> **Problem to work on**:
Please copy each of the entries below word for word, with no changes.

> **Data provided**:
----------

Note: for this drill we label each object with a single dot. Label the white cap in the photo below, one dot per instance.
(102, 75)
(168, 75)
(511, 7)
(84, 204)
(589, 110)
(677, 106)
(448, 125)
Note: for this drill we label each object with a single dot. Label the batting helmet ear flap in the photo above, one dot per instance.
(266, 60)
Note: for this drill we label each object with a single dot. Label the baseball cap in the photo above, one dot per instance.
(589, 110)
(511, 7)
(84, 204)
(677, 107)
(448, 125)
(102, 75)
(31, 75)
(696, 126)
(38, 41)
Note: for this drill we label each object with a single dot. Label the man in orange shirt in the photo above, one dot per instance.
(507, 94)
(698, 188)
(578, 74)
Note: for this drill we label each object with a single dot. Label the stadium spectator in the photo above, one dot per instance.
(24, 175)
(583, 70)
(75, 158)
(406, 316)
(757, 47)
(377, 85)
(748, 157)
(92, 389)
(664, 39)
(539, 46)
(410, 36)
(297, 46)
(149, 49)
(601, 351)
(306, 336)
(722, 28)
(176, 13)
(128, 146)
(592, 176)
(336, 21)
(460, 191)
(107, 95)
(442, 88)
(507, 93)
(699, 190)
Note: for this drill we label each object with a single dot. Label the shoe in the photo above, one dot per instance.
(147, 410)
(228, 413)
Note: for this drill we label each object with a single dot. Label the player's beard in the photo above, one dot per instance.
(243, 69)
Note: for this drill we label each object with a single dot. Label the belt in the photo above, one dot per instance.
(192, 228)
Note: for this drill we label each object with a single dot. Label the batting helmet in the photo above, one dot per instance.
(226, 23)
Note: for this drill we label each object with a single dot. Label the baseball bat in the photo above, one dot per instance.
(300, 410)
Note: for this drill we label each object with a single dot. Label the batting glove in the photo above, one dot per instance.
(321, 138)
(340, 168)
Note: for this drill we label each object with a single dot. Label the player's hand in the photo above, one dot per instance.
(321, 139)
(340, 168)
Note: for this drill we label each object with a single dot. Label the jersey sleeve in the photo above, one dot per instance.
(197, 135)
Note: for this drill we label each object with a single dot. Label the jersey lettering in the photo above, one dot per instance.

----------

> **Task output**:
Note: for this drill we label each object with a single dot. Label the white cap in the photo below, one dot per instance.
(102, 75)
(168, 75)
(511, 7)
(84, 204)
(589, 110)
(677, 106)
(448, 125)
Note: for this drill we label each object with a single dot. Label the batting helmet ear flap in the photo above, one dot per instance.
(266, 60)
Note: for this drill we label each object with a single dot. Label the baseball cap in the photo above, one dot per instance.
(589, 110)
(511, 7)
(84, 204)
(677, 107)
(448, 125)
(102, 75)
(31, 75)
(696, 126)
(38, 41)
Note: for this drill we label each object with a single dot. Label the man in orange shirt in the photo above, one dot per instance.
(507, 94)
(698, 188)
(578, 74)
Note: for this drill we label each object with a single dot. Label the stadium spectator in the photo above, one dot per instance.
(24, 175)
(583, 70)
(75, 158)
(406, 316)
(757, 47)
(377, 85)
(748, 157)
(92, 389)
(664, 39)
(539, 46)
(410, 36)
(297, 46)
(149, 49)
(601, 351)
(306, 336)
(722, 28)
(176, 13)
(128, 146)
(592, 176)
(336, 21)
(460, 191)
(107, 95)
(442, 88)
(507, 93)
(699, 190)
Note: for this drill we label each object with a single dot. Label the shoe in the photo above, one dot per instance.
(147, 410)
(228, 413)
Note: for this drill we label each object with a single dot. Label the player's beard in the photo above, one dot per instance.
(243, 69)
Note: for this drill we label each object with a single dot. Label the belt in the photo above, one dot per instance.
(192, 228)
Note: for this drill we label each object with a single dot. Label the batting helmet in the photo above, one dot per instance.
(226, 23)
Note: for this drill we label each object with a single dot. Label the baseball bat in the photo above, one dot per instance.
(300, 410)
Note: for this drill we label each object with a single dot. Label the batting glove in the photo above, one dot per instance.
(321, 138)
(340, 168)
Note: for this drill we label each object with a single dot. Label the player's hand in the photo above, one dot per instance.
(321, 139)
(340, 168)
Note: for this drill we label each object with a single dot. Label the jersey sleeve in the photo above, one dot per instance.
(197, 135)
Note: for this drill we label each object with a single dot. Label the jersey lettering in the photo above, one dot per instance.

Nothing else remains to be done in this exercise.